▶ _List of tasks_
a: List every flag used in the pick_open_reference_otus.py command in the fungal ITS processing guide.
b: According to the fungal ITS processing guide, why did the author split combined_seqs.fna into ten pieces before running ITSx? Answer in one to three sentences.
c: Please quote the fungal ITS processing guide between "The –suppress-align-and-tree flag" and "in that context.", inclusive.

▶ _Extract to read_
□ □ □ □

I discussed how to prepare all your reads and combine them into one fasta file in the previous post. Once you have that fasta file (called “combined_seqs.fna”) we can do a couple of optional cleanup steps before picking OTUs. First, we can run ITSx to extract fungal ITS sequences and remove the pesky 5.8S and LSU reads. You can download the program at that link, or ask your institutional HPC system admins to install it. Fact is, ITSx is really neat but it takes FOREVER to run on a big file like what we have. In fact, even using 20 cores on a supercomputer was going to take about 10 days for my small/average sized fasta file. In order to get around this I split up my combined_seqs.fna into ten pieces with fasta-splitter and ran ten separate one-day jobs. If you decide to use ITSx, I suggest you spend some time carefully reading the manual.
Another cleanup step we can take is to remove chimeras. Chimeric sequences are a product of incomplete PCR cycling, where an unfinished extension on a template DNA strand becomes a priming site for a different template and you wind up with an amalgam (or chimera) of two different templates joined into one. We can use VSEARCH, which is a free version of the excellent USEARCH, to detect and remove these chimeras. Here’s an example of the command to remove chimeras
vsearch -uchime_ref ~/combined_seqs.fna -db uchime_sh_refs_dynamic_develop_985_11.03.2015.ITS1.fasta -strand plus -nonchimeras ~/combined_seqs_no_chimeras.fna -threads 20
Note that we are pointing the program to a chimeric database. Since we are dealing with fungal ITS, we will need to download and supply this database (and others) at several points during our analyses. You can find the current chimeric database here.
While you are at it, go ahead and download the rest of the UNITE fungal database for use in QIIME since that will be our next step. This .zip file comes with three databases. We will be using the reference database called sh_refs_qiime_ver7_dynamic_s_31.01.2015.fasta and the taxonomy database called sh_taxonomy_qiime_ver7_dynamic_s_31.01.2015.txt
We will be picking OTUs from our combined_seqs_no_chimeras.fna file (the output from our VSEARCH script). We will use the open-reference approach. A comparison of OTU picking approaches can be found on the QIIME website. The basic command for OTU picking is (in our case):
pick_open_reference_otus.py -i combined_seqs_no_chimeras.fna -o ~/OTUs/ -r ~/YOUR_FILEPATH/sh_refs_qiime_ver7_dynamic_s_31.01.2015.fasta --suppress-align-and-tree -p ~/OTU_params.txt -a -O 20
The -a and -O flags are for running this in parallel. This means you get a minimum 20X speed boost if on the HPC. On a laptop, if you have 4 cores, you can pass -a -O 4 to run it on all four cores. If you don’t know, just leave off the -a and -O.
The –suppress-align-and-tree flag is there since ITS data cannot be reliably aligned like other common markers, and thus is not informative in that context.

□ □ □ □

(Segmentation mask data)

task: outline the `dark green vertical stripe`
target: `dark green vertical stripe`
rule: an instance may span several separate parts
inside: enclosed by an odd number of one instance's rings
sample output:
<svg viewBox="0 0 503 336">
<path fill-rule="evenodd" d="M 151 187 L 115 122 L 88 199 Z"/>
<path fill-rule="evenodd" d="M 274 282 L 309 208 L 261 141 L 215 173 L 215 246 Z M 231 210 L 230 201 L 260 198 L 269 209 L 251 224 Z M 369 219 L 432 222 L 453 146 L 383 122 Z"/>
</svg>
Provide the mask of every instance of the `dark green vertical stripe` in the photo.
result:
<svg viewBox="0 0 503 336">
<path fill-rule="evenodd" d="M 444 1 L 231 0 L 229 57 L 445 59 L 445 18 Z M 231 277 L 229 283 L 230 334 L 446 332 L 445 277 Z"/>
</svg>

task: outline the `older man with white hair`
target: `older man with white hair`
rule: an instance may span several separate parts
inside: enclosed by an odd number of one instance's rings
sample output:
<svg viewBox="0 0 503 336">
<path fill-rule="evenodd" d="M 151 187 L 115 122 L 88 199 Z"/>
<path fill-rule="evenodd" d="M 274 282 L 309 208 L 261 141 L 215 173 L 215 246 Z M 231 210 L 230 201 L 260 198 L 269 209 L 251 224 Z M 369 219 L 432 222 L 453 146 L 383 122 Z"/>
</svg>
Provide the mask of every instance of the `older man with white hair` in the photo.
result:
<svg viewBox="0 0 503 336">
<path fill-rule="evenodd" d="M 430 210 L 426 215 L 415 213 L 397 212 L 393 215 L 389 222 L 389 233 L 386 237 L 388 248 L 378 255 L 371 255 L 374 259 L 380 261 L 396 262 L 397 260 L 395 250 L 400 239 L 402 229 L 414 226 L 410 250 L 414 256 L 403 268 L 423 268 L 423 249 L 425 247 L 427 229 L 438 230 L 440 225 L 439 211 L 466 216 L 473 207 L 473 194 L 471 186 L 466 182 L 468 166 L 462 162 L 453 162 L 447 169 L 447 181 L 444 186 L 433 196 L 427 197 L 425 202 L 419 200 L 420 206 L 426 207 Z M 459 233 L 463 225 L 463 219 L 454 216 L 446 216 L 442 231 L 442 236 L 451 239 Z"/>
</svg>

□ □ □ □

▶ _Answers to the exercises_
a: -i, -o, -r, --suppress-align-and-tree, -p, -a, -O

b: ITSx takes an extremely long time to run on a large file. Even with 20 cores on a supercomputer, the author's fasta file would have taken about 10 days. Splitting it into ten pieces with fasta-splitter allowed ten separate one-day jobs instead.

c:
The –suppress-align-and-tree flag is there since ITS data cannot be reliably aligned like other common markers, and thus is not informative in that context.